■ Alıştırma Bölümleri:
a) Aşağıdaki işaretleme ve etiketleme kayıtlarının tamamını satır satır aynen yazdırın. Resimleri cevaba koymayın.
b) Hüzünsüz veda törenleri üzerine yazının devamını, son cümlesinden sonrasını verin.

■ Seçilmiş Bölüm:
☆ ☆ ☆

Hüzünsüz veda törenleri olur mu?

Her veda bir ayrılığı getirir beraberinde ve her ayrılık hüznü kucaklar. Vedalarla sevdiklerimiz uzaklara gider, gurbet yollarına düşer, uzun mesafelerin ardına gizlenen memleketlerde alır soluğu. Geride kalansa, kederle kalandır, özleyendir, bekleyendir. Veda törenleri hüzünlü olur; veda gitmektir çünkü, gitmekse hüzün. Veda ayrılıktır, uzaklıktır, gurbettir…

Daha önce “Divane Bir Şin” isimli romanını severek okuduğum yazar Kalender Durukan’ın ikinci kitabıdır “Hüzünsüz Veda Törenleri” Şiirlerini topladığı bu kitabı da Aryen Yayınları etiketiyle çıkmış, kitap 78 sayfa. Şiirlerini de merakla ve keyifle okudum.

☆ ☆ ☆

■ İşaretleme ve etiketleme kayıtları:
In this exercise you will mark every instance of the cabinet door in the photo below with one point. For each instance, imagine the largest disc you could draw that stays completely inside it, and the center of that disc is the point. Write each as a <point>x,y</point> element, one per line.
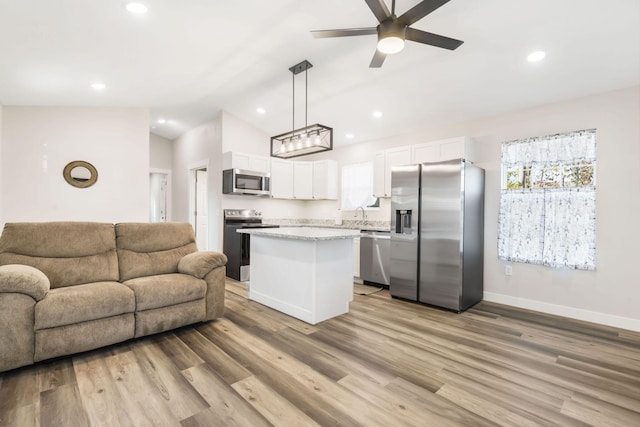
<point>325,179</point>
<point>395,157</point>
<point>356,257</point>
<point>281,179</point>
<point>379,175</point>
<point>303,180</point>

☆ ☆ ☆

■ Alıştırma Cevapları:
a)
In this exercise you will mark every instance of the cabinet door in the photo below with one point. For each instance, imagine the largest disc you could draw that stays completely inside it, and the center of that disc is the point. Write each as a <point>x,y</point> element, one per line.
<point>325,179</point>
<point>395,157</point>
<point>356,257</point>
<point>281,179</point>
<point>379,175</point>
<point>303,180</point>

b)
Hüzünsüz Veda Törenleri’nde, şairin dizeleri yaşamın içinden, acılarla, umutlarla, hayallerle yoğrulmuş. Lirik ve hüzünlü…

“Bir ovada öğrendim ilk vedayı annem saçlarını tarıyordu kıvırcık saçlı kardeşimin arkasına bile bakmadan giderken babam.”

Durukan’ın veda’ları her ne kadar inat, kızgınlık ve gurur barındırsa da hüznün rüzgarları da esiyor mısralarında.

“Yeşil nohut kokan bir acı var derin mi derin kınalı saçlarında annemin.”

Dizeleri neler anlatmıyor ki? Okurken yeşil nohut hasadında güneşin altında kavrulan yüzümü, kabaran, nasır tutan ellerimi anımsıyorum. Bir de saçlarına kına yakan anamın ağıt yüklü ezgilerini. İki dizeye tüm çocukluğumu, çocukluğumuzu sığdırıvermiş şair.

Yakın tarihin de tanığı oluyor kimi satırlarında. Zaten şairler tanığı değil midir yaşamın?

“Gözlerine bakabilseydiniz o karanlıkta tedirgin güvercinin anlardınız Hrant’ı ağlardınız.”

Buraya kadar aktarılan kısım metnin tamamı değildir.